Copy every one of the following records line for line, changing nothing.

********************

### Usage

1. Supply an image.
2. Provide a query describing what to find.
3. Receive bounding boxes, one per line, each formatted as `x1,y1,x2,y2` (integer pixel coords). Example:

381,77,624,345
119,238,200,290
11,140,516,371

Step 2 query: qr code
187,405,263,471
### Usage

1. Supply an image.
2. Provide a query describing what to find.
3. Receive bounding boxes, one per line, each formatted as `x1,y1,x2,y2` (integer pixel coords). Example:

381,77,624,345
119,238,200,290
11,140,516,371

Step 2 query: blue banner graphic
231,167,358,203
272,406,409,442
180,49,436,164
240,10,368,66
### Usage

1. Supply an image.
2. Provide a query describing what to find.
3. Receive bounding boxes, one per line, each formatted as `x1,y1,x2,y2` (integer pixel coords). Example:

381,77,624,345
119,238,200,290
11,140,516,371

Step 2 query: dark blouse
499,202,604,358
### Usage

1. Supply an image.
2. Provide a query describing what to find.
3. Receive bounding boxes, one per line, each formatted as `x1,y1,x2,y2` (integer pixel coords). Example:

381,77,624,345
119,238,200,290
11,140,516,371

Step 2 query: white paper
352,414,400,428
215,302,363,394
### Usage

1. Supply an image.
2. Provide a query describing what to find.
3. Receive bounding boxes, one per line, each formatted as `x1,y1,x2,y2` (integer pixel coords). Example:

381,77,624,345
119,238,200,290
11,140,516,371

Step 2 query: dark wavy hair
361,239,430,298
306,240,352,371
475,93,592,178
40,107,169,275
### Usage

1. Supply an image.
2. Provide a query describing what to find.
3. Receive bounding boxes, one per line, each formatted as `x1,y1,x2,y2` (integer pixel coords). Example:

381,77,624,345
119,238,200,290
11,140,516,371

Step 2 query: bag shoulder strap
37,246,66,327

********************

> Result of this task
### Usage

1. Supply an image.
2. Provide a query describing what to find.
3. Receive bounding boxes, one per line, each formatted as `x1,y1,x2,y2` (integer pixel coords). Example:

381,77,624,345
119,238,200,290
11,140,516,371

Step 2 query: qr code
187,405,263,471
### Usage

1. Supply an image.
2. Provide a query describing what to find.
3. Receive bounding boxes, one per line, each formatted as `x1,y1,x2,y2` (integer pixel coords). Example:

381,77,624,345
119,238,200,290
11,140,516,371

Step 2 query: blue banner graphic
231,167,358,203
272,406,409,442
180,49,436,164
240,10,368,66
### Usage

1. Supply an image.
2. Provide a query describing what to find.
3. Receive bounding boxes, one per line, each formatted as `x1,y1,x2,y2` (integer pixel coords). Example:

381,77,624,345
119,238,200,290
11,140,516,371

Step 2 query: dark blouse
499,202,604,358
### Usage

1. Supply an image.
2. Provide a query describing what to find.
3. Receive bounding boxes, one per line, each formatted as `x1,y1,x2,y2` (integer pixel coords). Example:

381,77,624,345
119,238,200,290
11,140,516,371

Step 2 query: white paper
352,414,400,428
215,302,363,394
### Usage

1. Supply an image.
2. Provide a query describing what to find.
3. Receive bounding boxes, one per line, each formatted as `x1,y1,x2,y2` (integer pixel coords). Example:

381,77,624,345
119,238,200,290
11,140,516,371

Step 2 query: dark wavy hair
361,239,430,298
306,240,352,371
475,93,592,178
40,107,169,275
### Usage

1. Supply an image.
2. Provide a query describing what to find.
3. Receive bounding boxes, one per line, each formatted as `x1,y1,x2,y2` (integer pixel coords). Example:

381,77,624,345
119,238,200,290
11,140,516,371

Step 2 query: bag shoulder strap
37,246,66,327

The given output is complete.